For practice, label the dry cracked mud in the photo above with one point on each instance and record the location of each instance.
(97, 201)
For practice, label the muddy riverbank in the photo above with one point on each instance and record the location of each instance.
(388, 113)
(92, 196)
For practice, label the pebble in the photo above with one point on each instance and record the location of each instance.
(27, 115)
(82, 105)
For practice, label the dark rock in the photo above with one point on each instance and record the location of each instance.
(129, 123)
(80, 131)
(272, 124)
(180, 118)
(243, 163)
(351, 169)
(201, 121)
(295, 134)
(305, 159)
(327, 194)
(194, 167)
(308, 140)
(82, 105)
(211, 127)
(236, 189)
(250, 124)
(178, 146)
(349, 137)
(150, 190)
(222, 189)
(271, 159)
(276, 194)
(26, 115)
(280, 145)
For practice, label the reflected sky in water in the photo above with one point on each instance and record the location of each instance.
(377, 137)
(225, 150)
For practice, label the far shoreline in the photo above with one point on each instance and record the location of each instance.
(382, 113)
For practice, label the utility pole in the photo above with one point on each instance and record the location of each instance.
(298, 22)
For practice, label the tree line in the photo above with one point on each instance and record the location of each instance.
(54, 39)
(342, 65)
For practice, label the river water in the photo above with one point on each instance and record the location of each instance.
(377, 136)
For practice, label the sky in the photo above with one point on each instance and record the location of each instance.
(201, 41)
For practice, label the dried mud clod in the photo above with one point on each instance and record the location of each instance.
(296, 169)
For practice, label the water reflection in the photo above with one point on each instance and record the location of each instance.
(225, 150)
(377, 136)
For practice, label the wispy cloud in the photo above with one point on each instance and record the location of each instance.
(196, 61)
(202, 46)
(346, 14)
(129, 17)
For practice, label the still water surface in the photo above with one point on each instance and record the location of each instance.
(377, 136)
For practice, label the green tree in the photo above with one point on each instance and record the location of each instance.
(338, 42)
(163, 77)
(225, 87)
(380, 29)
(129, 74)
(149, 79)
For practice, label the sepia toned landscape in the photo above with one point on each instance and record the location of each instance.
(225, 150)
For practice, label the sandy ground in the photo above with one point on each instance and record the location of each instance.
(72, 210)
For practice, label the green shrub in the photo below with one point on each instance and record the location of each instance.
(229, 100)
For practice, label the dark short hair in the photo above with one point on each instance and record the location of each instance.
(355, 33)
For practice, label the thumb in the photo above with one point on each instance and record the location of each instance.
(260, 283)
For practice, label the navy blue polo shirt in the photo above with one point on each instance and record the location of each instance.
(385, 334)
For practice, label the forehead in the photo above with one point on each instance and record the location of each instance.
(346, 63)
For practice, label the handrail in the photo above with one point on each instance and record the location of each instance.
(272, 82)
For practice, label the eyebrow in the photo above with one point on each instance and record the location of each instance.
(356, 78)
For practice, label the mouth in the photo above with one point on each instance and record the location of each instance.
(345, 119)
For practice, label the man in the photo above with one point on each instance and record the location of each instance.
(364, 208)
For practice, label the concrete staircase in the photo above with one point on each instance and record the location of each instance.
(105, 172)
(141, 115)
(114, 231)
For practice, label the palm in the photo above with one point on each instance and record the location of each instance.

-*-*-

Please retype the data, matching it exactly.

For practice, label the dry cracked mud in the photo above with one point on each instance and record the location of each instance.
(97, 201)
For practice, label the muddy riverbank in the photo above with one point on each instance and record the location of each instance.
(388, 113)
(92, 196)
For practice, label the pebble in the photo above with one point on each instance and record the location of each instance.
(27, 115)
(82, 105)
For practice, label the dark rock in the photo above with one point on each instance and record the location of each instance.
(129, 123)
(80, 131)
(272, 124)
(180, 118)
(243, 163)
(351, 169)
(201, 121)
(295, 134)
(305, 159)
(327, 194)
(194, 167)
(308, 140)
(82, 105)
(211, 127)
(236, 189)
(250, 124)
(178, 146)
(349, 137)
(150, 190)
(222, 189)
(271, 159)
(276, 194)
(26, 115)
(280, 145)
For practice, label the reflected sky in water in the photo above with one point on each instance and record the location of each instance.
(377, 137)
(225, 150)
For practice, label the far shoreline in the photo above with one point on each instance and record the location of each instance.
(382, 113)
For practice, label the utility pole in the photo above with one point on each instance and record the location of each instance.
(298, 22)
For practice, label the tree line in the photo above with one point on each instance and record the location of each instance.
(54, 39)
(342, 65)
For practice, label the river water in the photo above with one point on each instance and record the location of each instance.
(377, 136)
For practice, label the sky in the photo above with one point on each instance and record the location of each instance.
(201, 41)
For practice, label the dried mud clod in the photo above with one point on each instance and record the location of each instance.
(296, 169)
For practice, label the water reflection in the photo above with one point on each instance and record the location of each instance.
(225, 150)
(377, 136)
For practice, label the wispy cloud in the photo above with one point on each instance and record the location of each instance.
(196, 61)
(202, 46)
(346, 14)
(129, 17)
For practice, label the still water surface in the photo above with one point on each instance and record the location of each instance.
(377, 136)
For practice, label the green tree in the photo above with one point on each instance and record the location of each instance.
(338, 42)
(163, 77)
(225, 87)
(380, 29)
(129, 74)
(149, 79)
For practice, label the sepia toned landscape in the photo above with one point on each instance and record the location of each instance.
(225, 150)
For practice, label the sandy ground in the photo above with one point on each instance and record the location of each instance.
(72, 210)
For practice, label the green shrub in the photo below with one point on each instance and record the location of each instance.
(229, 100)
For practice, label the dark short hair in the photo above with one point on each instance and record the location of each instance.
(355, 33)
For practice, label the thumb in the photo above with one point on each instance and record the location of each instance.
(260, 283)
For practice, label the navy blue polo shirt in the photo above with one point on each instance and record the location of each instance.
(385, 334)
For practice, label the forehead in the photo above with one point on each instance and record the location of each instance.
(346, 63)
For practice, label the handrail in the photo above with one point on each instance and record the location of each instance.
(272, 82)
For practice, label the eyebrow in the photo above with one point on each instance and record the location of each instance.
(356, 78)
For practice, label the mouth in the photo above with one point on each instance and record the location of each instance.
(345, 119)
For practice, label the man in the photo above with one point on each instance and record the location of each instance.
(364, 208)
For practice, label the concrete staircase in the photo above with one point on each instance and record the location of each instance.
(105, 172)
(141, 115)
(114, 231)
For practice, label the palm in the photo above with one point on each instance and record the location of each instance.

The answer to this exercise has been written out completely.